• _What you have to do_:
Give as a numbered list, skipping blank lines, the entries from the line containing "rubber turf and record the pixel coordinates." through the end of the entries, both included. Leave the pictures out of your answer.

+++

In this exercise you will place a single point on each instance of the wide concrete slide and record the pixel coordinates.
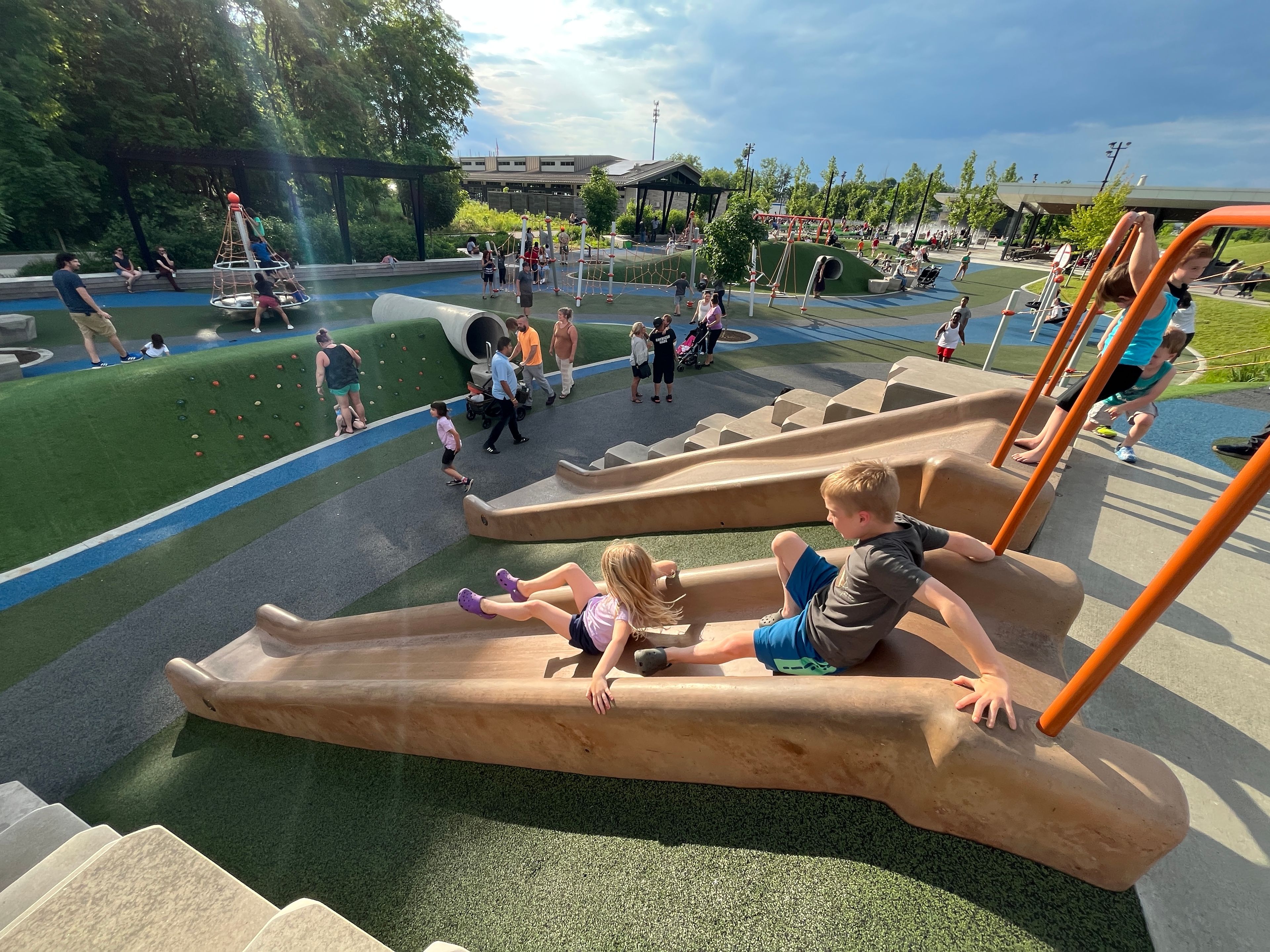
(940, 451)
(436, 681)
(468, 329)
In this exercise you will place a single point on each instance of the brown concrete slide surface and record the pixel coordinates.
(939, 450)
(440, 682)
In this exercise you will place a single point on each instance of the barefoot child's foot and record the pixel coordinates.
(510, 584)
(470, 602)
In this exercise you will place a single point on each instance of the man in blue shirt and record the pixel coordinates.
(503, 384)
(84, 310)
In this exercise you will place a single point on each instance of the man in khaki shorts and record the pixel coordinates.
(564, 348)
(92, 320)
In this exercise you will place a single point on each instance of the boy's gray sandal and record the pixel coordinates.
(651, 660)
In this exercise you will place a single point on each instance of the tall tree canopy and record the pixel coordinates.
(381, 79)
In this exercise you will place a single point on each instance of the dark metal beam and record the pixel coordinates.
(277, 162)
(337, 182)
(120, 172)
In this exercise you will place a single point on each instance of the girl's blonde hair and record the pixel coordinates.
(628, 572)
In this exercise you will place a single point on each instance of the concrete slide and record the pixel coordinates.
(439, 682)
(940, 451)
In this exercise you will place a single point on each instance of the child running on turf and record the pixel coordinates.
(1138, 403)
(452, 444)
(832, 620)
(1119, 285)
(155, 348)
(604, 624)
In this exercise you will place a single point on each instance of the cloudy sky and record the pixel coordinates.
(1043, 84)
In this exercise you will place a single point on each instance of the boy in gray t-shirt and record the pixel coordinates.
(832, 620)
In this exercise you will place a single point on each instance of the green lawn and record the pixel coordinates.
(87, 452)
(416, 850)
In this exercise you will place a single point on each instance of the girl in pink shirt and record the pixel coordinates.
(605, 622)
(451, 442)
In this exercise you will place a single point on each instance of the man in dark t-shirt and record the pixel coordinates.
(88, 317)
(833, 619)
(663, 358)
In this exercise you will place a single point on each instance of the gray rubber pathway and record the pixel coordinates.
(80, 714)
(1196, 689)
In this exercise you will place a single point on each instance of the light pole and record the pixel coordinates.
(1113, 154)
(657, 112)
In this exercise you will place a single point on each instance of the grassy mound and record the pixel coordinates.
(855, 273)
(88, 451)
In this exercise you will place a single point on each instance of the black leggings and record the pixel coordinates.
(1123, 377)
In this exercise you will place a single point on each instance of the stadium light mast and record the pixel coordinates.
(1113, 154)
(657, 112)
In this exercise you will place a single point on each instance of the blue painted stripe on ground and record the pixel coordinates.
(73, 567)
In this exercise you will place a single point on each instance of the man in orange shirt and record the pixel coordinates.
(531, 360)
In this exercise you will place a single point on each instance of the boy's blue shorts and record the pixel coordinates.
(784, 647)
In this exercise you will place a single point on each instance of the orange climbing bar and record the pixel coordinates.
(1223, 517)
(1082, 301)
(1084, 331)
(1234, 216)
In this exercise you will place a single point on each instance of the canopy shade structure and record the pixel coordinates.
(239, 160)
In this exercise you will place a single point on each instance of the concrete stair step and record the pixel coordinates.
(795, 400)
(145, 893)
(32, 838)
(703, 440)
(752, 426)
(307, 926)
(714, 422)
(16, 803)
(862, 400)
(804, 419)
(49, 873)
(625, 454)
(671, 446)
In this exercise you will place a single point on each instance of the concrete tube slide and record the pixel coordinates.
(940, 452)
(468, 329)
(436, 681)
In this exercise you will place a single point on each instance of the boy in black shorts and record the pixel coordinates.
(832, 620)
(663, 358)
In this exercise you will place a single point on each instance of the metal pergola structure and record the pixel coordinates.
(670, 188)
(239, 160)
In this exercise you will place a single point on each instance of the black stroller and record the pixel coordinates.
(482, 403)
(693, 349)
(928, 276)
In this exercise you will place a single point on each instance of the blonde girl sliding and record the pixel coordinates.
(604, 624)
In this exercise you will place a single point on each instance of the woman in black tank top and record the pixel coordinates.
(338, 369)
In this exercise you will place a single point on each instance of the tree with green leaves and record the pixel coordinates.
(959, 209)
(1091, 225)
(728, 239)
(600, 196)
(694, 160)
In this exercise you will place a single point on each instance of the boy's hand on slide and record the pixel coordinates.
(599, 696)
(991, 692)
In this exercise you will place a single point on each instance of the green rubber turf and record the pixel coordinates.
(89, 451)
(416, 850)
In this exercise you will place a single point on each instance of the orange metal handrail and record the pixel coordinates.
(1223, 517)
(1082, 300)
(1084, 331)
(1232, 216)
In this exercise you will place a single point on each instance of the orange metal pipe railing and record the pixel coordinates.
(1223, 517)
(1235, 216)
(1082, 301)
(1084, 331)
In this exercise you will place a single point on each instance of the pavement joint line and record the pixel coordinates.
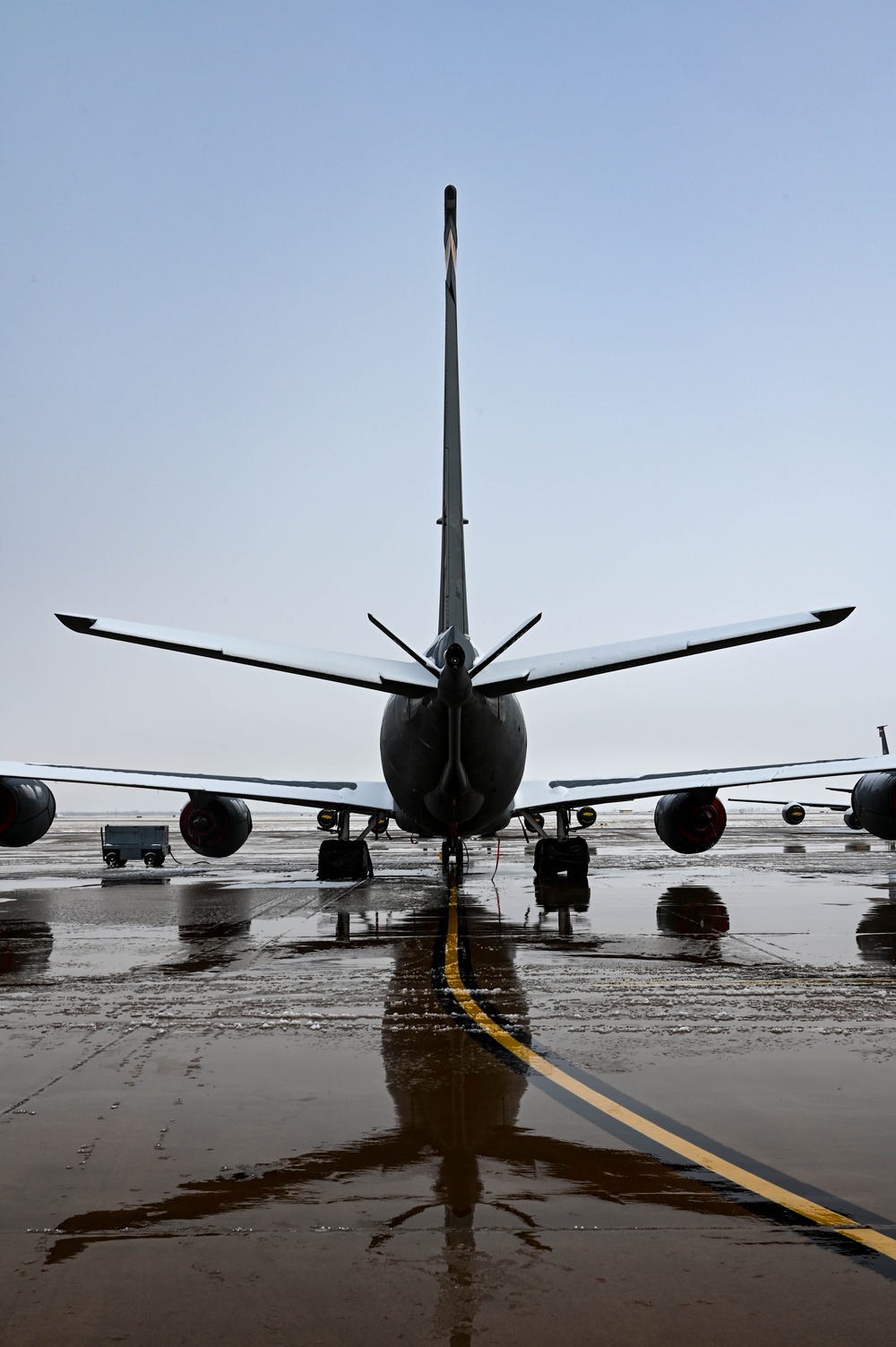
(56, 1081)
(814, 1213)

+++

• _Answer to this exercise_:
1. In this exercise you will place a single point on each instance of the green rubber turf and record the pixel coordinates.
2. (89, 451)
3. (416, 850)
4. In this exercise you will place a single point on each instance of the orange metal handrail and record the pixel coordinates.
5. (1223, 517)
6. (1082, 300)
7. (1084, 331)
8. (1232, 216)
9. In this exercise you will place a single point on each instance of the orange metal pipe railing and record the pixel coordinates.
10. (1223, 517)
11. (1235, 216)
12. (1082, 301)
13. (1084, 331)
14. In this exercise you will place a single point on each instance of the pavement joint line and record the pixel coordinates.
15. (56, 1081)
16. (814, 1213)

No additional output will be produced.